## Data supplied:
***

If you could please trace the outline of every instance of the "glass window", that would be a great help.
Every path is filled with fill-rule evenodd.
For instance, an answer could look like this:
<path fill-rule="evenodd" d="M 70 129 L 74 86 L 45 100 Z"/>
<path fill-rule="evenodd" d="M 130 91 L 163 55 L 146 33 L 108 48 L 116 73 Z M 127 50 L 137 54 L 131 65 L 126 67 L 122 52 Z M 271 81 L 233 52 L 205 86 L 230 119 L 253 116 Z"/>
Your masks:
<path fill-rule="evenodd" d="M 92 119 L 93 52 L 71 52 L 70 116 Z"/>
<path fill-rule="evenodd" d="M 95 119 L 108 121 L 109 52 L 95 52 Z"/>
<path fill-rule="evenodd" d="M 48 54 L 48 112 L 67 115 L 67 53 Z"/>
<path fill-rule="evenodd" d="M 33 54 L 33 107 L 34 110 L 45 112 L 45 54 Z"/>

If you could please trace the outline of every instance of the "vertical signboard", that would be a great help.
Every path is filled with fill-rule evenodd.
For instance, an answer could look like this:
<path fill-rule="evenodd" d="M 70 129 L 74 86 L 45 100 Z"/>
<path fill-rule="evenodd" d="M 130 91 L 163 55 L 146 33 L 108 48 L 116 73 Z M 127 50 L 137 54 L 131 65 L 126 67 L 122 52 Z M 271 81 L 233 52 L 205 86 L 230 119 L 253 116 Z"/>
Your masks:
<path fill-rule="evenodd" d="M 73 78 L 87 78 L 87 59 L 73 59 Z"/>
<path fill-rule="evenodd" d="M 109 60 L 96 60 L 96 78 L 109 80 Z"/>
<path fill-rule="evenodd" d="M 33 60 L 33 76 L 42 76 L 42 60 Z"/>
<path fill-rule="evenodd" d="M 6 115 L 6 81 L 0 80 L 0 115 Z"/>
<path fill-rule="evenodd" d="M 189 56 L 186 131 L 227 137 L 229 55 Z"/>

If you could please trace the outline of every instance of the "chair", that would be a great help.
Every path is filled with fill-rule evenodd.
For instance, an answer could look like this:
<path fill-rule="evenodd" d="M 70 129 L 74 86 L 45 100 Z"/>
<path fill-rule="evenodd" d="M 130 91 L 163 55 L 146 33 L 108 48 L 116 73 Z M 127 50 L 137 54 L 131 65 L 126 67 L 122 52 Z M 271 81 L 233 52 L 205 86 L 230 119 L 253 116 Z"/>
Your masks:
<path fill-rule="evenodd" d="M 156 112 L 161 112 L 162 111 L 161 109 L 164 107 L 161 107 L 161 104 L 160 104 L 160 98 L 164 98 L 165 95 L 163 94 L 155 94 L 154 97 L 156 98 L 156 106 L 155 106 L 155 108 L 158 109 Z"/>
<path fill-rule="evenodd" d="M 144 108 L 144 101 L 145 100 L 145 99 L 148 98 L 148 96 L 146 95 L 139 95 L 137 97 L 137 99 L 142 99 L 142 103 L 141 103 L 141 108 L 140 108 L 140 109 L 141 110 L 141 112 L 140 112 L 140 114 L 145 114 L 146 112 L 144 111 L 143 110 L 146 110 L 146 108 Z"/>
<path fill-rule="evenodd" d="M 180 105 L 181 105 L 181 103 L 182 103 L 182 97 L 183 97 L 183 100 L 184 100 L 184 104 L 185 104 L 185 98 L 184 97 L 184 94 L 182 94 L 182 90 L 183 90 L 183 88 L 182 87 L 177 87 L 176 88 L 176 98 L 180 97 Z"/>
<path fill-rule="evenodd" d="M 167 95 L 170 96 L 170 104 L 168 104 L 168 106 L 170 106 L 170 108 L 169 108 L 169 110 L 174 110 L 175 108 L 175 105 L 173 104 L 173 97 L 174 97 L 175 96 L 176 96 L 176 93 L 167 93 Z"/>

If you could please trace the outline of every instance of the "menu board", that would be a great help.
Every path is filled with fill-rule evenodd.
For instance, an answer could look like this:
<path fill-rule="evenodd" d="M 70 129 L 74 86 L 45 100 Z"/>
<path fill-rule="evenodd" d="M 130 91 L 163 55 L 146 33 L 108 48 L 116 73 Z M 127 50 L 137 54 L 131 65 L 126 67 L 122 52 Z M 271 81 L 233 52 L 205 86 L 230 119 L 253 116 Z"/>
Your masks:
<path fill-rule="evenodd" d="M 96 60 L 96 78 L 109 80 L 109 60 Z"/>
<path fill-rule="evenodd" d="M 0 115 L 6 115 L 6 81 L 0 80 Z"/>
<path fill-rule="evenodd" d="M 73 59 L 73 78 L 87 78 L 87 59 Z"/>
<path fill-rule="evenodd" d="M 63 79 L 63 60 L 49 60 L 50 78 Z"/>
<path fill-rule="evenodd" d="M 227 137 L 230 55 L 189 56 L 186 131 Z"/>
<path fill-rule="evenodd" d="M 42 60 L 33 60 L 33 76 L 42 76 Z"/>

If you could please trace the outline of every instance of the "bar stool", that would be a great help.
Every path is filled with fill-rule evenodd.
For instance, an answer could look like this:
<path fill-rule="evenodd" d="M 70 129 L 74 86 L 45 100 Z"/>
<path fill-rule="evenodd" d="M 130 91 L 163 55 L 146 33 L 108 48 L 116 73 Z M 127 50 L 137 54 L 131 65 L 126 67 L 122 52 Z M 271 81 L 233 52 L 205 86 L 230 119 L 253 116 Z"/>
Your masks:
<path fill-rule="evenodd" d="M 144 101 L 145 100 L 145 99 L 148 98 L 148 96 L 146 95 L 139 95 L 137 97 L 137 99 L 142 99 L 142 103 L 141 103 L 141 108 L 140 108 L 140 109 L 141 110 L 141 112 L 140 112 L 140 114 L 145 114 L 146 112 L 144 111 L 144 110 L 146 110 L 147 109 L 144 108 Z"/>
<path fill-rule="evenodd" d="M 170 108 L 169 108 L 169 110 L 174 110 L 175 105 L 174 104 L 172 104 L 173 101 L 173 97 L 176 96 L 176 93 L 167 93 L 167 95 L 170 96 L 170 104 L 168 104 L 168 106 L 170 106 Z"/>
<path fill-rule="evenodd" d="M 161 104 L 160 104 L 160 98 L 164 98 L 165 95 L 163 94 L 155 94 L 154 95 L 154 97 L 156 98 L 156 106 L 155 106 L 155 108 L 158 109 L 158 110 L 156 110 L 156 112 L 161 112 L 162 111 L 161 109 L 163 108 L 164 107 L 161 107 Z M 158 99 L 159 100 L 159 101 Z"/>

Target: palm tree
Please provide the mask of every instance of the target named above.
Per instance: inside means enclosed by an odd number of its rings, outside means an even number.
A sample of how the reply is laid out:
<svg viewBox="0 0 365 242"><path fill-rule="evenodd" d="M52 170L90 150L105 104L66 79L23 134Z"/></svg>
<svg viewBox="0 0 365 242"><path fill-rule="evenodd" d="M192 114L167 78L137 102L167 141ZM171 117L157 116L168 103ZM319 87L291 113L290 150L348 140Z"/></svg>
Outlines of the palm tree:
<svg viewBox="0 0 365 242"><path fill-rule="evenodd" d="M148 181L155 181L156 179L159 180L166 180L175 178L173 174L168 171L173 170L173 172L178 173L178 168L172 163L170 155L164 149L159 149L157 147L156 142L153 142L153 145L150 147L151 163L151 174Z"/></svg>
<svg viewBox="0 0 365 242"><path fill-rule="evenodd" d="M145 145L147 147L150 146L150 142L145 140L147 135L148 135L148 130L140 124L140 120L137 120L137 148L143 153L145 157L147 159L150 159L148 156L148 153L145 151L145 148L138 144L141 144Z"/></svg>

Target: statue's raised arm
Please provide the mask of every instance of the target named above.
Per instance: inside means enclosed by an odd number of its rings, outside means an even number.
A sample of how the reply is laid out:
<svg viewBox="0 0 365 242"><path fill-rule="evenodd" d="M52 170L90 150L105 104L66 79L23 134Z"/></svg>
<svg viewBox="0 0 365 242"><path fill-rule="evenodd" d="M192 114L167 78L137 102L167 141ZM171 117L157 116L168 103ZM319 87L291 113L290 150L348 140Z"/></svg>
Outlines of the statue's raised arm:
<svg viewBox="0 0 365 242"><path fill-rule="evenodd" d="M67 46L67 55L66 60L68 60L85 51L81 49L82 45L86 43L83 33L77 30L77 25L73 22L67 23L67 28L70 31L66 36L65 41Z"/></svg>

***

## Exercise goal:
Starting with the first line and going on through the line with "54 L 33 107", give those lines again with "glass window" replaced by "storefront window" and nothing else changed.

## Finished exercise:
If you could please trace the outline of every instance of the "storefront window", that would be a great help.
Every path is filled with fill-rule evenodd.
For instance, an answer could look like this:
<path fill-rule="evenodd" d="M 70 129 L 74 86 L 45 100 Z"/>
<path fill-rule="evenodd" d="M 130 91 L 163 55 L 146 33 L 108 48 L 116 73 Z M 127 50 L 137 54 L 131 65 L 126 67 L 122 52 Z M 271 81 L 233 52 L 205 86 L 230 119 L 253 116 Z"/>
Your masks:
<path fill-rule="evenodd" d="M 92 119 L 93 52 L 71 52 L 70 116 Z"/>
<path fill-rule="evenodd" d="M 95 119 L 108 121 L 109 52 L 95 52 Z"/>
<path fill-rule="evenodd" d="M 48 54 L 48 112 L 67 115 L 67 53 Z"/>
<path fill-rule="evenodd" d="M 33 54 L 33 107 L 34 110 L 45 112 L 45 54 Z"/>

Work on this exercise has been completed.